Natural language region descriptions:
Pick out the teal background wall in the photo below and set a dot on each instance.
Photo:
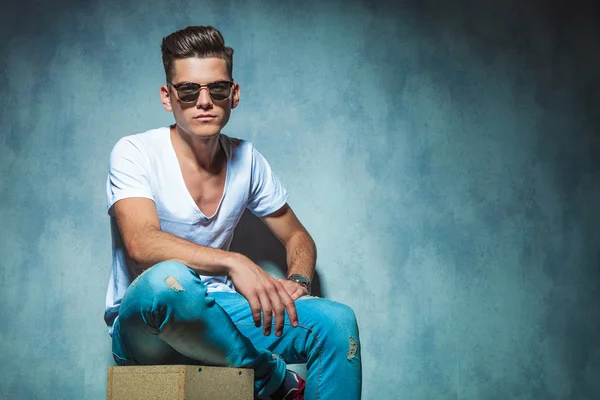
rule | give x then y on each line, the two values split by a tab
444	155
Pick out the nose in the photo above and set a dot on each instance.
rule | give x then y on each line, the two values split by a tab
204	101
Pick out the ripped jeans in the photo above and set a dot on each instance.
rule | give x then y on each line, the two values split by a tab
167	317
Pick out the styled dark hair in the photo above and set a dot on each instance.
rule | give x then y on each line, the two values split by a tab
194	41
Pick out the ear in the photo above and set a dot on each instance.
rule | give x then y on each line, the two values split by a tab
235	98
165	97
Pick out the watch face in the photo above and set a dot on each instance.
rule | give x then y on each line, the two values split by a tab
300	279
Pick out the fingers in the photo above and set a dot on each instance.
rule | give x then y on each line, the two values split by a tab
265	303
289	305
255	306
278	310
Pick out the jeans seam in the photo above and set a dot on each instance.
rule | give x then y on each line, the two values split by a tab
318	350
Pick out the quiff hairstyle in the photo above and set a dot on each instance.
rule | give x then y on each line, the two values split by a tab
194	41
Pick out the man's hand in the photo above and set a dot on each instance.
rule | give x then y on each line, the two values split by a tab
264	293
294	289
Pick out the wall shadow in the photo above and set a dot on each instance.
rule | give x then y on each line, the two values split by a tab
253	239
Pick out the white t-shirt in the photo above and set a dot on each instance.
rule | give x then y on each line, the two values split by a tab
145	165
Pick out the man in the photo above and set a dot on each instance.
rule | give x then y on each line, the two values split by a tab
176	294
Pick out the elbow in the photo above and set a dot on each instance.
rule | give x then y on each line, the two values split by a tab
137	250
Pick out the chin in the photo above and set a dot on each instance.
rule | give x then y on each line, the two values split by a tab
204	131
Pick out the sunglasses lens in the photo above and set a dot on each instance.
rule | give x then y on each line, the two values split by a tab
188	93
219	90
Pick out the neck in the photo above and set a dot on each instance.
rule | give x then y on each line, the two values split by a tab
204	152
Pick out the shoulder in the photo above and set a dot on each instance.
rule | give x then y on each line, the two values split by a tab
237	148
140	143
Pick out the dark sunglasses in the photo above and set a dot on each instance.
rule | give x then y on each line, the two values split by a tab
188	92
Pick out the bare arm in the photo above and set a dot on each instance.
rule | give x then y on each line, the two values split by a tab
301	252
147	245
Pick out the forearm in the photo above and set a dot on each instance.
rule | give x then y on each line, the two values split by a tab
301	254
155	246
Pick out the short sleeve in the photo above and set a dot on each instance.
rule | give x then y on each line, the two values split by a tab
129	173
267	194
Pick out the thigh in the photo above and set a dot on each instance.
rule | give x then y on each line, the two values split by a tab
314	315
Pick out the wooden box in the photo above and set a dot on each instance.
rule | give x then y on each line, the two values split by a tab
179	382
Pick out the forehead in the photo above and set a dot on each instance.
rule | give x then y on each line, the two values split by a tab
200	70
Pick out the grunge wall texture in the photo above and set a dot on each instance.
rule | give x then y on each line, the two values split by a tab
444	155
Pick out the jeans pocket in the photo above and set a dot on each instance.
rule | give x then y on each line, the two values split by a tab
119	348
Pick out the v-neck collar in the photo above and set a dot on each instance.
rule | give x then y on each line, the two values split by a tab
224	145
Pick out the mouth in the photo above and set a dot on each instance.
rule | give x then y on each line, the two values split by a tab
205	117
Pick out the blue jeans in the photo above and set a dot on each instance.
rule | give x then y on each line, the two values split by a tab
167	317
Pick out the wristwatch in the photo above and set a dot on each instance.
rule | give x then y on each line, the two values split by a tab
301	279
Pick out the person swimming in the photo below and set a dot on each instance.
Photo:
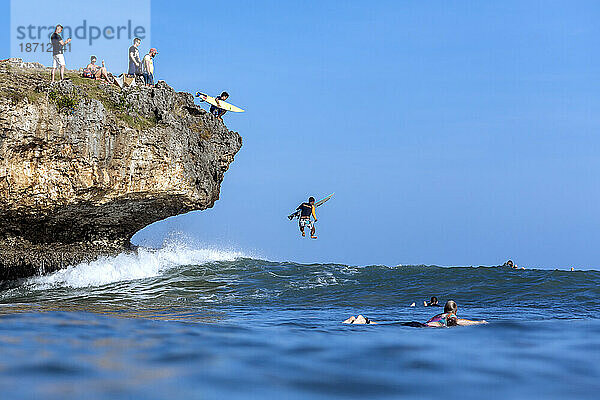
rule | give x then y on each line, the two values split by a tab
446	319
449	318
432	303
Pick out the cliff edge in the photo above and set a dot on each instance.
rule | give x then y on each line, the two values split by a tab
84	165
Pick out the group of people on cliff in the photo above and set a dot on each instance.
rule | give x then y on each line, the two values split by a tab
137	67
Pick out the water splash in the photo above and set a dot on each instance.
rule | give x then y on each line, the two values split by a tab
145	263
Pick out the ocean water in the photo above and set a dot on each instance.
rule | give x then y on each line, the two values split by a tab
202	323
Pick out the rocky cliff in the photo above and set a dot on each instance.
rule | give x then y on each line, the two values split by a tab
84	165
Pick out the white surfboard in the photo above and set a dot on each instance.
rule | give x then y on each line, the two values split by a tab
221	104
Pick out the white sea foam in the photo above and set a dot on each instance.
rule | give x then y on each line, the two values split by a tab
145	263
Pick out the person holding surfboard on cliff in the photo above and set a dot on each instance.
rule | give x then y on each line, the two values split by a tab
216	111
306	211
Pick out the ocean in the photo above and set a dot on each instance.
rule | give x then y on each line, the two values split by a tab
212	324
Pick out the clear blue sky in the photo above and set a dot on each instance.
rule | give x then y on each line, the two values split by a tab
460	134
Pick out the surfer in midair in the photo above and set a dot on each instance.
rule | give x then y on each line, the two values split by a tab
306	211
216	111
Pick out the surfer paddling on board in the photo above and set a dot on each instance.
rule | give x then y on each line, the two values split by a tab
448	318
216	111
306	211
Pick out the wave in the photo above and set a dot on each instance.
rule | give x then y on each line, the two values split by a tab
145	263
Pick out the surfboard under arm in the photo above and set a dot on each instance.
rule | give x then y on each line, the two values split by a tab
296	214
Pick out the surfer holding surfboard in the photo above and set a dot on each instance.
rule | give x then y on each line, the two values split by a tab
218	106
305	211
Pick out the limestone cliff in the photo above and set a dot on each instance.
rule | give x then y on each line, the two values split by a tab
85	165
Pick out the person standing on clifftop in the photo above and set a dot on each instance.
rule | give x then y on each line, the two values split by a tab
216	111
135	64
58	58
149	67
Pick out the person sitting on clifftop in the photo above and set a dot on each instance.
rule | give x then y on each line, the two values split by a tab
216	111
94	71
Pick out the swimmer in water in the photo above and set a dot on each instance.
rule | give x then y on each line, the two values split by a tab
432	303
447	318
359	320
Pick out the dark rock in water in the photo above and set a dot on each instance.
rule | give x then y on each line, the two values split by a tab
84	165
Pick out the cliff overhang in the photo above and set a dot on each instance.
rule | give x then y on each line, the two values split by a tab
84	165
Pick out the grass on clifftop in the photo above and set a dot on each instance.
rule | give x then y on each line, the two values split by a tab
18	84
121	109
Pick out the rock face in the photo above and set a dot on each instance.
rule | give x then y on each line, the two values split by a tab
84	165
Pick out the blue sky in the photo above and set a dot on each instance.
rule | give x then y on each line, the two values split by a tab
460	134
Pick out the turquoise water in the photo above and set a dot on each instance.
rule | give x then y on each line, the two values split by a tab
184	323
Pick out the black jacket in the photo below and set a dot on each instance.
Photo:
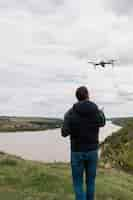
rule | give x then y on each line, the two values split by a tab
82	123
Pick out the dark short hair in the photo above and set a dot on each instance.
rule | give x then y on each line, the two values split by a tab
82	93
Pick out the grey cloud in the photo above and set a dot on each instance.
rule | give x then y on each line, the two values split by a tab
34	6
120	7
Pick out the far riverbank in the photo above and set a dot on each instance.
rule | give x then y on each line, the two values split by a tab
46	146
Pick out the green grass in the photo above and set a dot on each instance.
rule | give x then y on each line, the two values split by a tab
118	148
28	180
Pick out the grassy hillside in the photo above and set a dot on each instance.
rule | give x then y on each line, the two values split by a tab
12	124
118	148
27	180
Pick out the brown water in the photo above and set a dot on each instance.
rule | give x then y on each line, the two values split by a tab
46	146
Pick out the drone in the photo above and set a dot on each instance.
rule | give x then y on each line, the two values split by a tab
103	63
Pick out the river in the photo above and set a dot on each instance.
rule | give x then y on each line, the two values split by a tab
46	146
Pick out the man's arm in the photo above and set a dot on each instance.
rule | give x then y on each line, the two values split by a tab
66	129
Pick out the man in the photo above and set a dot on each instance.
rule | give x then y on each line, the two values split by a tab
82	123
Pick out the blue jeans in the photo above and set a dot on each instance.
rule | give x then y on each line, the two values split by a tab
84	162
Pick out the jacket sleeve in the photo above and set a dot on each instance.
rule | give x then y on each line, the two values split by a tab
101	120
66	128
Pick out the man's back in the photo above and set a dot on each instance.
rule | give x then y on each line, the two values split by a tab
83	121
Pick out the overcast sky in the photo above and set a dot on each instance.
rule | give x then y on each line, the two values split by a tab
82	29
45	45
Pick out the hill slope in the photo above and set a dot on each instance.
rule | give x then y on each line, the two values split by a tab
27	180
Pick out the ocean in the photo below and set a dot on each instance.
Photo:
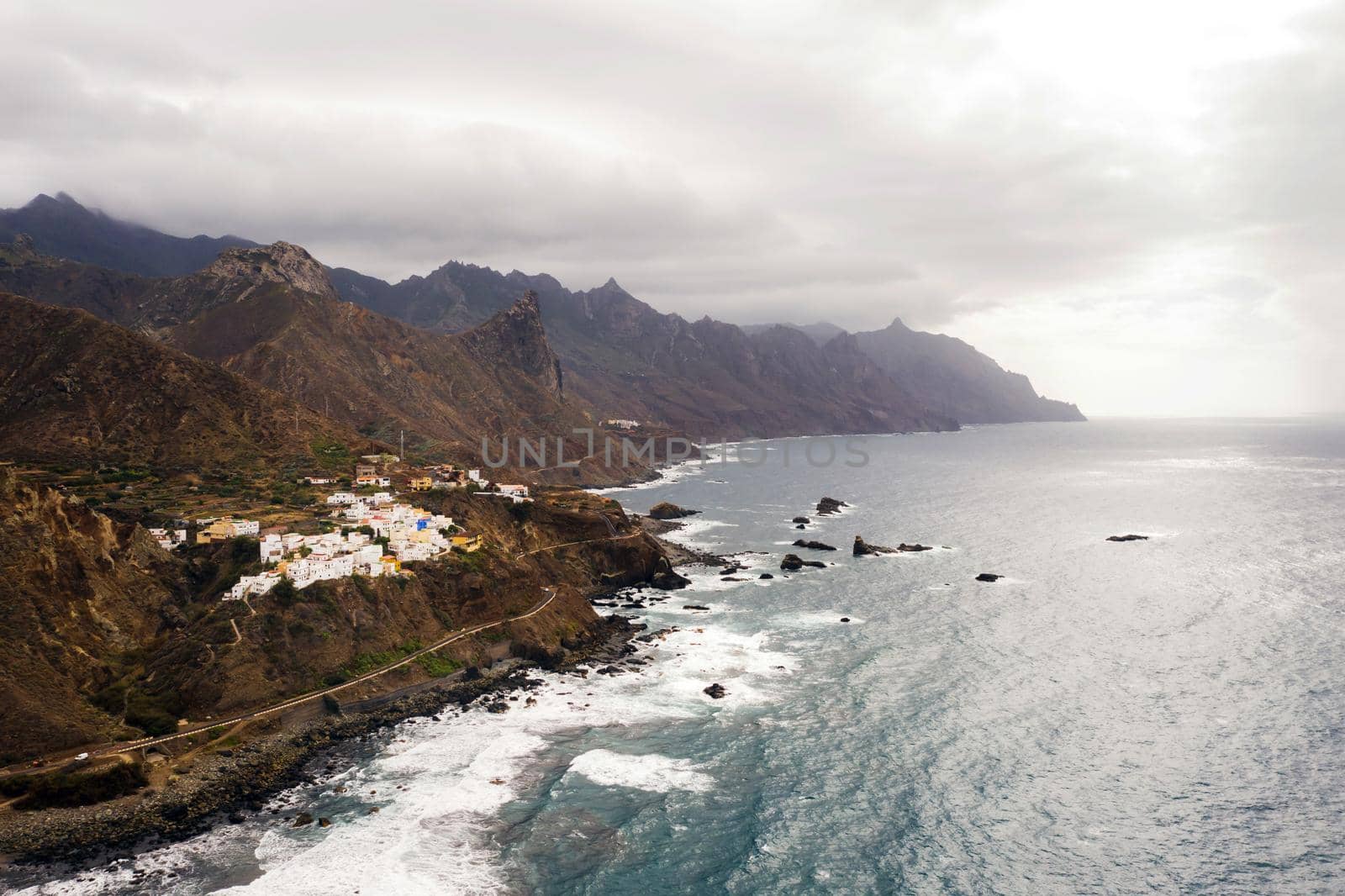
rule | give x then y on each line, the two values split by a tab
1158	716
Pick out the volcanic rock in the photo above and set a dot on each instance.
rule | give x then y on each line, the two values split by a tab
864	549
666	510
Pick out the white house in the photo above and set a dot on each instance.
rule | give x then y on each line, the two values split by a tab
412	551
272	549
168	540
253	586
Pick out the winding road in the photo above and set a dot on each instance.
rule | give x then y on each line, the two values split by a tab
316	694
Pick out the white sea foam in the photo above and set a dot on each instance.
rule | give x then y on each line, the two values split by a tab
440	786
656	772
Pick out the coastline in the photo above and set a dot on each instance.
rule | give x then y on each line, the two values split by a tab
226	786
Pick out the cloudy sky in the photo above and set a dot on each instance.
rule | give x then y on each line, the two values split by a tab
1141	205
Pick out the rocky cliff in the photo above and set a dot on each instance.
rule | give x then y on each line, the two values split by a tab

• [Work instruction] Your answer must be a single number: the count of lines above that contain the string "sunglasses".

• [Output of the task] 2